╭─ EXTRACT PROVIDED
An evolution in leadership.

Written by our CEO, Niel Bethell.

Growing any business will have its ups and downs but one thing I always strive to keep on an upward curve is my own personal development as a leader. Rapidly approaching twenty years since taking the entrepreneurial leap of faith, I wanted to share some thoughts on how my own style of leadership has evolved. It’s very much a work in progress as I’ve found myself constantly adapting to the requirements of a growing business and learning from others who constantly inspire me. Hope some of it resonates.

Empower everybody, concede responsibility.

In the early years of High Access, like any fledgling founder, I had to wear many hats (even hard ones) and make most of, if not all, the decisions. The day-to-day, as well as the bigger picture stuff. As the business grew, I was still trying to make decisions for the entire team despite several colleagues keen to take more responsibility. However, it reached a point where growth was being stifled as a consequence of this ‘sweating the small stuff’ and decisions and actions would bottleneck around me. We’d hit a ceiling and I knew I had to evolve as a leader for the business to take the next step forward.

It took me some time to realise that by letting go I was also developing a stronger and more engaged management team around me. The likes of Phil Seaton, who started as a graduate and is now managing director of our maintenance division, blossomed and rapidly progressed through the ranks. Years later I now fully understand that if you want a team to take responsibility they have to be completely empowered to make their own decisions and held accountable – for both success and failure. The latter is often part of their own development and quite often the best training money can buy! As long as they’re clear on the overall vision and you trust their ability, then really the best role you can play is to be a sounding board, there to assist and support as and when they require. Today, I have an experienced board of directors around me and most of the time, they are much better placed than I am to make critical decisions around their particular business function.

This is the first leadership trait that I think makes any business truly scalable.

Think big, take risks.

There’s a Senna quote that captures how any entrepreneurial leader feels every week, month and year. 

On a given day, a given circumstance, you think you have a limit. And you then go for this limit and you touch this limit, and you think, ‘Okay, this is the limit.’ As soon as you touch this limit, something happens and you suddenly can go a little bit further. With your mind power, your determination, your instinct, and the experience as well, you can fly very high.
╰─
╭─ DATA LISTING
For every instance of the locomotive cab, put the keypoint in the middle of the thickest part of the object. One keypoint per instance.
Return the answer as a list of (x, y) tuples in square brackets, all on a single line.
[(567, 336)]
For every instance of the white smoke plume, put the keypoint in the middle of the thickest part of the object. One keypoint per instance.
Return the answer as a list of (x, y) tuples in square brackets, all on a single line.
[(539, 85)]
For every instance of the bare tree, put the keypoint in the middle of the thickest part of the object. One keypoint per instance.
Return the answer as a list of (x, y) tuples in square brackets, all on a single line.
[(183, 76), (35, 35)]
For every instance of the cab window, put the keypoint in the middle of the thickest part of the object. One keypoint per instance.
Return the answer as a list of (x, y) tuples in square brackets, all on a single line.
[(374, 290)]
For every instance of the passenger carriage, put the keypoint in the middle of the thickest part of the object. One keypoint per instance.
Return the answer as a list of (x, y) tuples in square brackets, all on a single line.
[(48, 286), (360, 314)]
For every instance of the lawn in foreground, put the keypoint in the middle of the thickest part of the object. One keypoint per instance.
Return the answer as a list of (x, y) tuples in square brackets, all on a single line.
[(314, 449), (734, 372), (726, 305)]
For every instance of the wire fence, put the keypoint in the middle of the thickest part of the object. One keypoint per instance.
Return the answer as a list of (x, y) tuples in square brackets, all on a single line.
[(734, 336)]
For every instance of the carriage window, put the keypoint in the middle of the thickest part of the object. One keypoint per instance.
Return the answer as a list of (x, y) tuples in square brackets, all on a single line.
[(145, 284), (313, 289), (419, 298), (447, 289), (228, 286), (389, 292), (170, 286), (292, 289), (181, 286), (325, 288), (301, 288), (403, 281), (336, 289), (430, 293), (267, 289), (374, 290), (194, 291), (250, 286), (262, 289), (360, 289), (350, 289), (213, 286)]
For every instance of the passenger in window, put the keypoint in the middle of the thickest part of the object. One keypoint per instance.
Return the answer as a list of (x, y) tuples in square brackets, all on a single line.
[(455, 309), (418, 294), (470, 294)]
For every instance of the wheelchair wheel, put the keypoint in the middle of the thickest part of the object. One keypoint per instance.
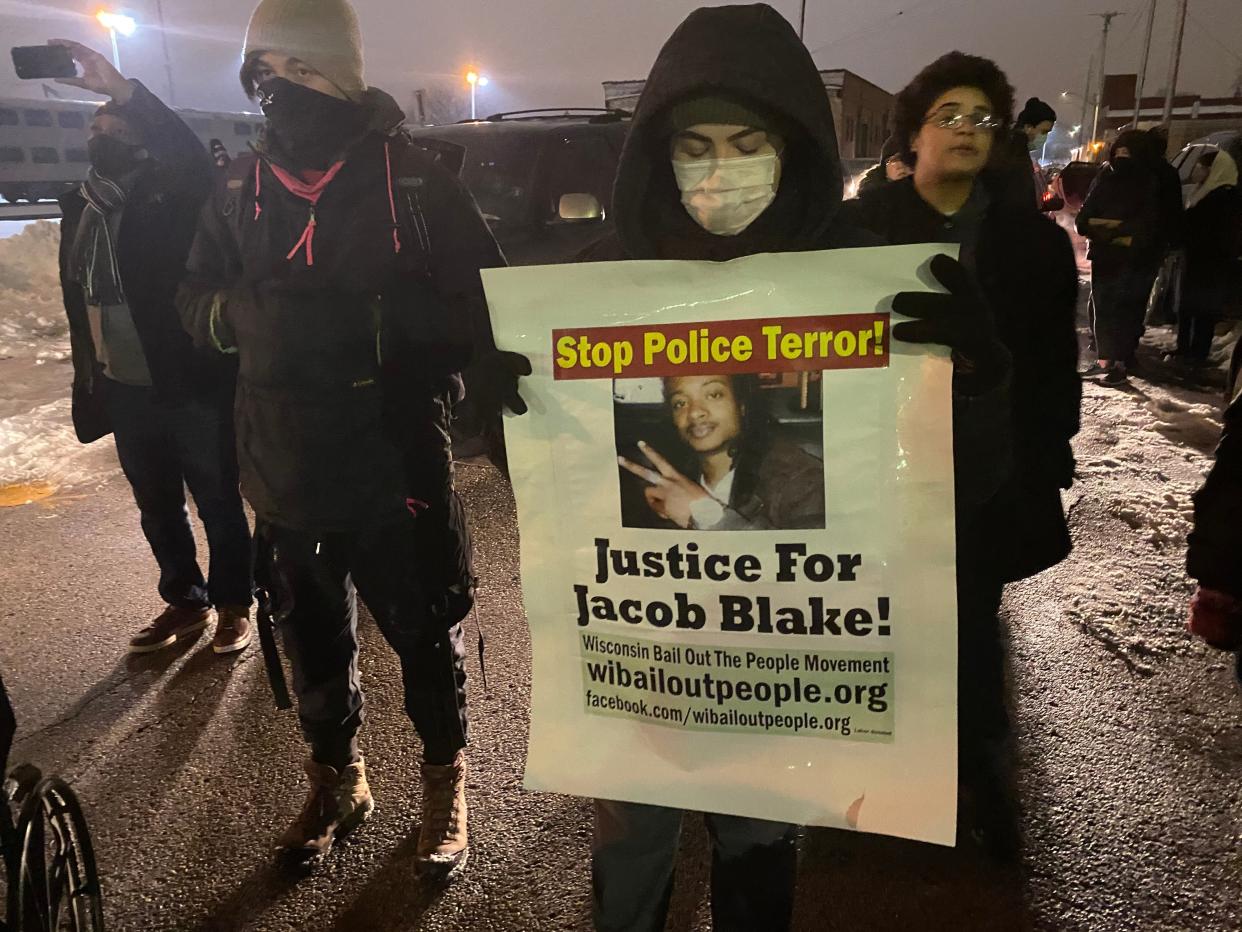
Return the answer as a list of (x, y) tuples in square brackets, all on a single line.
[(57, 881)]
╰─
**TO DO**
In the article on leadership, what position does Phil Seaton now hold?

**RESPONSE TO THE EXERCISE**
He is managing director of the maintenance division.